The first key issue is whether the prosecution proved the case of defilement contrary to section 8(1) as read with section 8(3) of the Sexual Offences or that of attempted defilement contrary to section 9(1) of the Act beyond reasonable doubt as the trial magistrate resolved in the judgement.

As regards this offence the following ingredients must be proved in order for this court to affirm the Judgement of the lower court.

(a) the act of intentional and unlawfully attempted penetration

(b) the attempted penetration should be against a minor female human being

(c) that the appellant was positively identified as the perpetrator of the sexual assault.

On consideration of the above elements as an appellant court it behooves of me to re-evaluate the evidence of the trial court with a view to come up with my own conclusions as whether the prosecution discharged the burden of proof against the appellant.

(a) The first ingredient is that of attempted penetration.

Section 2 of the Sexual Offences Act defines penetration as: "The partial or complete insertion of the genital organs of a person into the genital organs of another person".

The offence of defilement is created by section (8) (1) of the Sexual Offences Act which provides as follows: “a person who commits an act which causes penetration with a child is guilty of an offence termed as defilement.”Section 2 of the Children's Act No. 8 of 2001 defines child for purposes of the Sexual Offences Act “as any human being under the age of eighteen years. The same Act goes further to define a child of tender years as one under the age of ten years.” It follows therefore under the provisions of section 8 (1) (2) (3) and (4) of the Sexual Offences Act proof of age is an essential ingredient more so when it comes to sentencing the accused upon conviction.

As stated elsewhere, the prosecution in this appeal had the task to prove the elements of the offence within the scope of section 9(1) Sexual Offences of the Act on Attempted defilement. The definition of what constitutes penetration as defined under section 2 of the Sexual Offences Act “means the partial or complete insertion of the genital organs of a person into the genital organs of another person.” The knock of the penis at the door of the female genitalia of the PW1 is clearly inferred from her testimony.

In proving attempted penetration, the prosecution adduced the following evidence. PW1 minor identified as E.W a daughter to PW2 B. M. M.told the court that on 16/7/2013 at about 2. 00pm he was travelling from her home to [particulars withheld] Academy, PW1 narrated how she was approached by the appellant to stop and take a message to her father PW2. she reported that since the appellant was someone known to the family she agreed to accompany him to the house. it was while in the house PW1 testified that she was undressed by the appellant. it also followed with the appellant removing his trouser and inner wear and placed her on the mattress.

▶ **Work instructions**
1. Copy the defilement judgment word for word, from "(c) that the" up to and including "of attempted penetration.".
2. Pick up the defilement judgment after its last sentence and keep writing it.

▶ **Data**
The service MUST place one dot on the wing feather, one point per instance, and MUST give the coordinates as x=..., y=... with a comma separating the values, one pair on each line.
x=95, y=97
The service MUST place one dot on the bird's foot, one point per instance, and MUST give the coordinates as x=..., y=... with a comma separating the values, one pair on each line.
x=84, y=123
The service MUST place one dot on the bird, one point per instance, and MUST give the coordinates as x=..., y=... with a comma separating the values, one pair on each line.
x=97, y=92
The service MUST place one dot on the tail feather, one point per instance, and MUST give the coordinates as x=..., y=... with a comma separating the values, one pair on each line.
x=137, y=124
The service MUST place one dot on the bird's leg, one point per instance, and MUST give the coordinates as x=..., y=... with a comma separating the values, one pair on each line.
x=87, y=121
---
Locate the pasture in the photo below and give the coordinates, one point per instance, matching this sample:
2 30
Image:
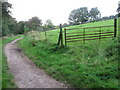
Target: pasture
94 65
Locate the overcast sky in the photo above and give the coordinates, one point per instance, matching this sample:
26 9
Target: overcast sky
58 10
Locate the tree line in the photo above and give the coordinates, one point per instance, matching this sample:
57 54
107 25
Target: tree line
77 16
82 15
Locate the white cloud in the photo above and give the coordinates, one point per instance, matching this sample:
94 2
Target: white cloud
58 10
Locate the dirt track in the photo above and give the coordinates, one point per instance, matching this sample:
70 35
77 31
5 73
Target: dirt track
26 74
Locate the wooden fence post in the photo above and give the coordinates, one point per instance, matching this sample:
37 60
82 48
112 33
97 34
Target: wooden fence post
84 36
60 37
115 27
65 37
* * *
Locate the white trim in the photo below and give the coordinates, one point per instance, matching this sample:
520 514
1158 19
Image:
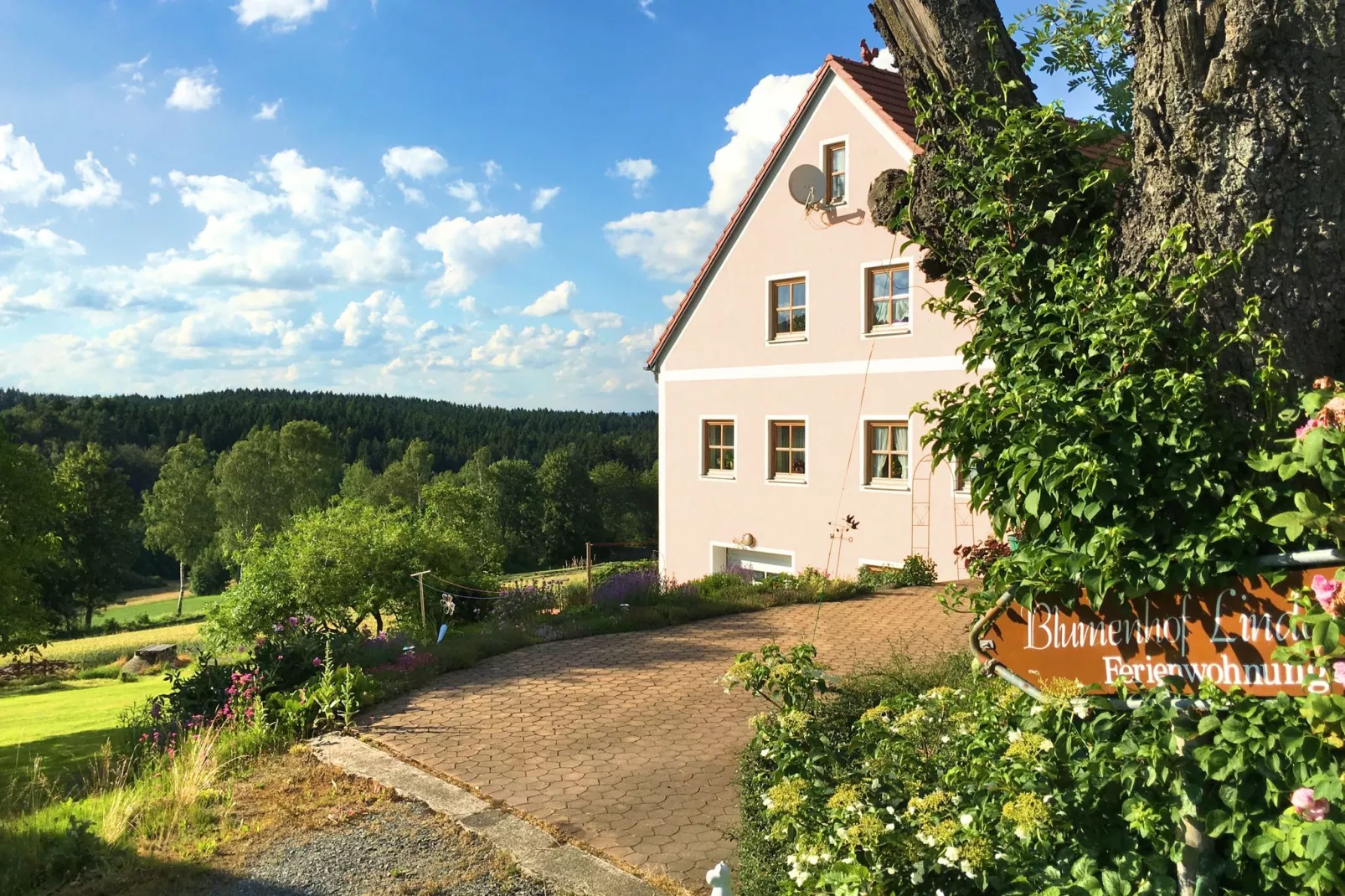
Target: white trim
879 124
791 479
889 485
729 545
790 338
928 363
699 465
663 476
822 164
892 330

▶ **Task-by-task answers**
1.
(c) that the appellant was positively identified as the perpetrator of the sexual assault.

On consideration of the above elements as an appellant court it behooves of me to re-evaluate the evidence of the trial court with a view to come up with my own conclusions as whether the prosecution discharged the burden of proof against the appellant.

(a) The first ingredient is that of attempted penetration.

2.
According to PW1 the appellant took his penis and placed it on her vagina. In a short while she experienced pain as the appellant released her. On cross-examination PW1 confirmed that she identified the appellant because the offence took place at on or about 3. 00pm. the next person PW1 informed of the sexual assault was her father PW2 in the evidence by PW2 he made arrangements to report to the police station at Mashuru. He was issued with a P3 which was filled at Mashuru Health Centre by one Leah Kiseru who testified as PW3. On examination of PW1 by PW3 the following positive findings were noted; bruises on the inner thighs going all the way near the labia majora. PW3 ruled out any physical penetration of the vagina. The testimony of PW1 as corroborated with the medical evidence enabled the prosecution to meet the burden of proof on attempted penetration. The trial court therefore had the advantage of the expert witness PW3 and an Independent evidence of PW2 who knew the complainant before the crime was committed.

The evidence at the trial court was therefore admissible under section 124(1) of the evidence Act on corroboration of the complainant testimony on the offence of defilement. Section 124 (1) of Cap 80 mirrors the statutory provision on corroboration; In cases like the one the appellant was faced with at the trial court.

The attempted penetration here was from the appellant genitalia to that of the complainant   genitalia. The observations made by PW3 involving the inner thighs and labia majora amplifies intentional and unlawful acts of attempted defilement. The defence by the appellant never addressed any of these pieces of evidence on the intention and acts of attempted defilement. In my view the trial magistrate was faced with prima facie evidence which remained uncontroverted.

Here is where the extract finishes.